+++ Page excerpt

The best Irish display in the three-game sequence, however, was unquestionably the third instalment, in Wembley in March 1991.

Quinn celebrates after side-footing home the equaliser against England

England went ahead through a lucky early goal, Lee Dixon’s drilled cross, ricocheting off Staunton’s shin and beating a wrong-footed Bonner at the near post.

But Ireland owned the rest of the first half.

During one extraordinary, harum-scarum three-minute spell, Ireland put England under ferocious pressure, raining cross after cross down on the English rearguard, consistently winning the second ball in the wake of every hurried half-clearance.

“And panic is beginning to spread back there,” John Motson exclaimed on the BBC commentrary at one stage during the barrage. “They just get the ball out!”

While Ireland couldn’t hustle a goal during that spell, they did a few minutes later. Paul McGrath, magnificant in the anchor midfielder role, looped over a cross, the in-form Niall Quinn scoring a deftly cushioned side-footer.

David O’Leary, back in favour by now, was at his elegant best at centre-half, forming a terrific partnership with the combative Kevin Moran, who suitably wore a white head bandage for the evening.

In the second half, what chances there were fell to the visitors, Sheedy missing from a tight angle and then Houghton side-footing wide when put straight through on goal. Afterwards, Charlton insisted his main feeling was one of annoyance that they hadn’t won.

++++++
+++ Supplied records

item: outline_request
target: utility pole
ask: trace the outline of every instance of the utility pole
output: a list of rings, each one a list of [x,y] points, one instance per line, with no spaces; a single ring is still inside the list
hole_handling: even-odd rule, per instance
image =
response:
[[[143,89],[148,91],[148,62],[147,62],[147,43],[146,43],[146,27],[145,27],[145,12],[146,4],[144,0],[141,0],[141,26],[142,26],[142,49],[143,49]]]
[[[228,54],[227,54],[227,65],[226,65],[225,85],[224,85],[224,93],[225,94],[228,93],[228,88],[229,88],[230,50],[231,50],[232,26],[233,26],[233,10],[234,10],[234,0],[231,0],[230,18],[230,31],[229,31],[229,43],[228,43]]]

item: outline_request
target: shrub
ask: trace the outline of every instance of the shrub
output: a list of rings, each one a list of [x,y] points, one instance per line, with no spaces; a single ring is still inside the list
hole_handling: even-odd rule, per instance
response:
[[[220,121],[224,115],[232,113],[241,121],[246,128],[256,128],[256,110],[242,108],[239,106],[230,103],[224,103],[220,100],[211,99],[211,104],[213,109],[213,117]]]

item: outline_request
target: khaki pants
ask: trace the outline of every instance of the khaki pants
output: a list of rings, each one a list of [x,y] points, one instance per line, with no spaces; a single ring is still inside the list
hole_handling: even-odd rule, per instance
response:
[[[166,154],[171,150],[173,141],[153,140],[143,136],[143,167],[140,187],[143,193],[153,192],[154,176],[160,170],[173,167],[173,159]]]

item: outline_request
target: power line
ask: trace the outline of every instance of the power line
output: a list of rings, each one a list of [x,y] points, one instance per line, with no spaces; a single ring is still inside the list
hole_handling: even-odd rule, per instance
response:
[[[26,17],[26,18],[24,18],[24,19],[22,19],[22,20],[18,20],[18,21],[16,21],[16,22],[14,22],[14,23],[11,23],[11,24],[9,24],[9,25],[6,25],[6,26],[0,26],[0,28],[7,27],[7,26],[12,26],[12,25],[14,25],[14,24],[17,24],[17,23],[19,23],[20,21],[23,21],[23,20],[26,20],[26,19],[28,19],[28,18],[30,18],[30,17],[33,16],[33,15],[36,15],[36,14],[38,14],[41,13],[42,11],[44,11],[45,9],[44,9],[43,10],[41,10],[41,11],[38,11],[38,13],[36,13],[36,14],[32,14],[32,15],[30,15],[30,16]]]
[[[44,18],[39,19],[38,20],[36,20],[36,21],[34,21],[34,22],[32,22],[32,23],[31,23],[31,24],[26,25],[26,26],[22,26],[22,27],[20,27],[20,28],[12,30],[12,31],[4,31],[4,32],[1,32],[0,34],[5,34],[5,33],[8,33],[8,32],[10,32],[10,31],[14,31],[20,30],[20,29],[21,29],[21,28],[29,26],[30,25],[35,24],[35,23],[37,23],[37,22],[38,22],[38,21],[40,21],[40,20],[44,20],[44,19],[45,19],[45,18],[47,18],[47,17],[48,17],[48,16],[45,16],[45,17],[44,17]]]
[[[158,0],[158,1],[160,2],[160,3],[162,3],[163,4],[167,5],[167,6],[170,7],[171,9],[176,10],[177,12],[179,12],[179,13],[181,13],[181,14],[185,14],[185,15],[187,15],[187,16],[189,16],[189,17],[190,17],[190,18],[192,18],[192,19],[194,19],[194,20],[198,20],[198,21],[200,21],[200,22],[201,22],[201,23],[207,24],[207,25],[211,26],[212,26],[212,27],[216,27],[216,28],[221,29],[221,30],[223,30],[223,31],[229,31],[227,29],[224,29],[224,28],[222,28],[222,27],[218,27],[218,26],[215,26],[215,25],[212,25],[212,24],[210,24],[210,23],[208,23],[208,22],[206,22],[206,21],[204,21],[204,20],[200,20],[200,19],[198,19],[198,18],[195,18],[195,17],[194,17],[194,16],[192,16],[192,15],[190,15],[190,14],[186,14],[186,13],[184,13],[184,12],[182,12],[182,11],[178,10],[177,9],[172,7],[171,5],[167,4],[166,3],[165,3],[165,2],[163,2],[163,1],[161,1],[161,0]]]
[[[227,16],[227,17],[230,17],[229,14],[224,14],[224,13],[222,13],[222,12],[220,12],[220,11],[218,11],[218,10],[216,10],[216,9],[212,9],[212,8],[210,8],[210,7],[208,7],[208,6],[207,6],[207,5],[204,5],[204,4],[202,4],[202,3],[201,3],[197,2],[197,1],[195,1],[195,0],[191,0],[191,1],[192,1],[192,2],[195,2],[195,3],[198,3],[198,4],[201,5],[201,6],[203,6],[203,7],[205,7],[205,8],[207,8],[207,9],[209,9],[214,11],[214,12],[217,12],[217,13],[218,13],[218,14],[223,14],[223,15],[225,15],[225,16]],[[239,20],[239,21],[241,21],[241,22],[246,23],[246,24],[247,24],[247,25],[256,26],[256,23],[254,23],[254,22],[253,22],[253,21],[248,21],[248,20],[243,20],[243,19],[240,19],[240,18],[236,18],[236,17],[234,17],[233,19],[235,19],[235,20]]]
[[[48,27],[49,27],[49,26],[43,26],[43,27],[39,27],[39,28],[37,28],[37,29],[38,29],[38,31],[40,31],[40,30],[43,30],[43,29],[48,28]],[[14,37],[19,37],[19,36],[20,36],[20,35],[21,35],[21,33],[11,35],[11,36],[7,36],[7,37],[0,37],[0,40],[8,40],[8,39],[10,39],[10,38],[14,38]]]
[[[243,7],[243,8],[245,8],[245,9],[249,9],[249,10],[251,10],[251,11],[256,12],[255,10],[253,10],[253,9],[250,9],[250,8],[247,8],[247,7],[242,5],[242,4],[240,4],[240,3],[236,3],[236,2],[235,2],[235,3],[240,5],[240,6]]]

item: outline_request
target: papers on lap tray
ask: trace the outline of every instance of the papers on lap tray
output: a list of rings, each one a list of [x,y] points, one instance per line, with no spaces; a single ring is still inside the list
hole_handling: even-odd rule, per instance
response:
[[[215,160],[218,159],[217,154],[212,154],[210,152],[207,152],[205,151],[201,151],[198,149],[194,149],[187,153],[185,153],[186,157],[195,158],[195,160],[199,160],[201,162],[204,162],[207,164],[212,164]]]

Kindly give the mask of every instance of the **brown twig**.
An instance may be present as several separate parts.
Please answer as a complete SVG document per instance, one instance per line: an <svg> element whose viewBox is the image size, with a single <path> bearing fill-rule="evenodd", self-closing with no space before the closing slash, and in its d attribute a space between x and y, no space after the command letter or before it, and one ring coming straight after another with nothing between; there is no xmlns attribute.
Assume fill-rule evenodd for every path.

++++++

● Stated problem 1:
State how many lines of the records contain the string "utility", counting only matches in the same case. Give only the number.
● Stated problem 2:
Extend the account of Ireland's March 1991 match against England at Wembley, picking up after its final sentence.

● Written answer 1:
2

● Written answer 2:
Still, the Irish fans were jubilant at full-time and it now seemed that Ireland were in command of the qualifying group. It was a fourth time in less than three years that England had failed to beat Ireland and “You’ll Never Beat the Irish!” reverberated around Wembley.

“We slaughtered them,” Dunphy told Bill O’Herlihy back in the RTÉ studio.

Nine months after reaching the quarter-finals of Italia 90 and the consensus was that the Irish team were, if anything, getting better.

Unfortunately, Ireland would conspire to blow both games against Poland, tossing away a two-goal lead in Poznan and allowed Taylor’s incredibly mediocre team to go forth and stink the joint out at Sweden ’92.

LOWS

‘The timber in that stand has stood for years…’

15 February 1995: Ireland 1-0 England (game abandoned)

Folk of an older vintage may recall John Atyeo in 1957 and the silence that could be heard all the way down by Nelson’s Pillar.

But in modern times, there was the famously sinister evening in February 1995, when English hooligans launched one of their most dangerous and spectacular riots, lobbing missiles from the upper west stand onto the spectators below, hitting and injuring one photographer.

February ’95: Gardaí clash with English football hooligans

Here, we shall seek to rebrand the match as an Ireland victory – our third in the fixture! – as David Kelly drilled home a goal shortly after the 20th-minute mark, an event which sparked the riot that saw the game ended.

The Football Association, on the other hand, decided to award caps for the game but, for record purposes, regarded the game as a goalless draw.

The images are fairly vivid in the memory – the Nazi salutes, the crestfallen kid who had been on The Den that afternoon, an irate Charlton shouting at Irish supporters to ‘go home!’

It wasn’t the first time there had been trouble surrounding an Ireland-England game – there had been a pitched battle on O’Connell Street after the Euro ’92 qualifier in September 1990 (witnessed by a colleague at this desk). But that was away from the stadium and after the match.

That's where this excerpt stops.